╭─ Source extract
Fred Small

No. 54
- Position: Linebacker

Personal information
- Born: July 15, 1963 Los Angeles, California, U.S.
- Died: June 24, 2003 (aged 39) Pomona, California, U.S.
- Listed height: 5 ft 11 in (1.80 m)
- Listed weight: 227 lb (103 kg)

Career information
- High school: John C. Fremont (Los Angeles, California)
- College: Washington
- NFL draft: 1985: 9th round, 241st overall pick

Career history
- Pittsburgh Steelers (1985);

Awards and highlights
- First-team All-Pac-10 (1984);
- Stats at Pro Football Reference

= Fred Small (American football) =

American football player (1963–2003)

John Frederick Small (July 15, 1963 – June 24, 2003) was an American professional football player who played for the Pittsburgh Steelers of the National Football League (NFL) in 1985.

Born and raised in Los Angeles, Small graduated from John C. Fremont High School in 1981. He played college football at the University of Washington in Seattle under head coach Don James. An outside linebacker in his senior season in 1984, the Huskies won the Orange Bowl and were second in the final rankings. Small was selected in the ninth round of the 1985 NFL draft by the Steelers.

After leaving football, he became a police officer in southern California and joined the Inglewood Police Department in 1998. While on duty on his police motorcycle, he was involved in a late night three-vehicle collision on the Pomona Freeway, and died from his injuries at age 39 at Pomona Valley Hospital. He was survived by his wife and four children.
╰─
= Tasks for this exercise =
- A) Using the Fred Small article, answer these:
(i) In what year did Small graduate from John C. Fremont High School?
(ii) In which round of the 1985 NFL draft was he selected?
(iii) In what year did he join the Inglewood Police Department?
- B) Reproduce the Fred Small article, starting at "Personal information" and ending at "in (1.80 m)".
╭─ Entries supplied
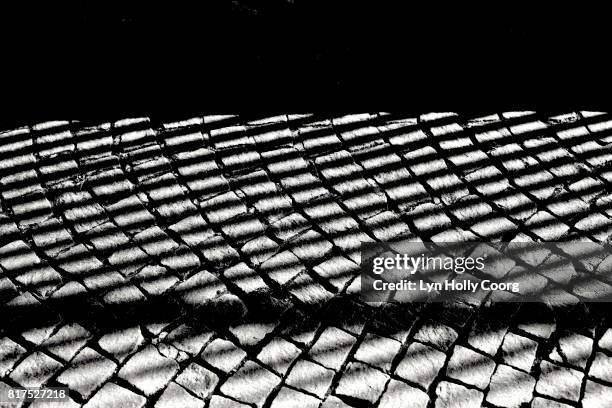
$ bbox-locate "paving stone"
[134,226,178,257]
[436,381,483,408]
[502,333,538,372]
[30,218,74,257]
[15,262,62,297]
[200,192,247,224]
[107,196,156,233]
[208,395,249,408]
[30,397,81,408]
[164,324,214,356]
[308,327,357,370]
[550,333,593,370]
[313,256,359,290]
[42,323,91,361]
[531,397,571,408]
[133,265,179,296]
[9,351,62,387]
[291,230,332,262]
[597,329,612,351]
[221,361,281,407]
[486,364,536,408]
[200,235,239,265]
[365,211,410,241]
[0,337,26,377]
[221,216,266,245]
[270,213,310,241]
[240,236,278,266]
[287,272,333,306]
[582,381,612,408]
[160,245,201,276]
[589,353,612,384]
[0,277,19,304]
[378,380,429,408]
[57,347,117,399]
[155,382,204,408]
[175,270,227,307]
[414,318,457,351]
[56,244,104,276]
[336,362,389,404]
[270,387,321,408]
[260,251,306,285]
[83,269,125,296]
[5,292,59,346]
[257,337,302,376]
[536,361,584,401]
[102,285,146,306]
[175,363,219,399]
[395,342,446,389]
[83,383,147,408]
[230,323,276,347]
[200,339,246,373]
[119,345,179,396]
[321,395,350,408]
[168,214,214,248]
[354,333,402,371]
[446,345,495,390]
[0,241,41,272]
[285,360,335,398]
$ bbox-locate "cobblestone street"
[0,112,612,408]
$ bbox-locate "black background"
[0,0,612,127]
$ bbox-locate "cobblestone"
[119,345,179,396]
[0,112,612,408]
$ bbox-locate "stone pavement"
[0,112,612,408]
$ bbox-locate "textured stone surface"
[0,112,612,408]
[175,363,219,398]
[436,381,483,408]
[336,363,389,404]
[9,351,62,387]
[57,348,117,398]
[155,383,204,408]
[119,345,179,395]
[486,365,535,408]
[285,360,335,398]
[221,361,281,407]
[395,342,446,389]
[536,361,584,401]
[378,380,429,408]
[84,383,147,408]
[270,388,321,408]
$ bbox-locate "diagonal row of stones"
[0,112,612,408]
╰─
╭─ Entries supplied
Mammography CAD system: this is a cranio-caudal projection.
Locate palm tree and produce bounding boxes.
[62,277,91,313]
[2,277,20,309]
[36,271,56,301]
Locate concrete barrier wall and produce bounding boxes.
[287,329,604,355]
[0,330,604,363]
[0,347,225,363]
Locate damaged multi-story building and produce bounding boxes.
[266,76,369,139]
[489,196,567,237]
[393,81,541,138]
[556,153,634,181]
╰─
= Solutions by task =
- A)
(i) 1981
(ii) The ninth round
(iii) 1998

- B)
Personal information
- Born: July 15, 1963 Los Angeles, California, U.S.
- Died: June 24, 2003 (aged 39) Pomona, California, U.S.
- Listed height: 5 ft 11 in (1.80 m)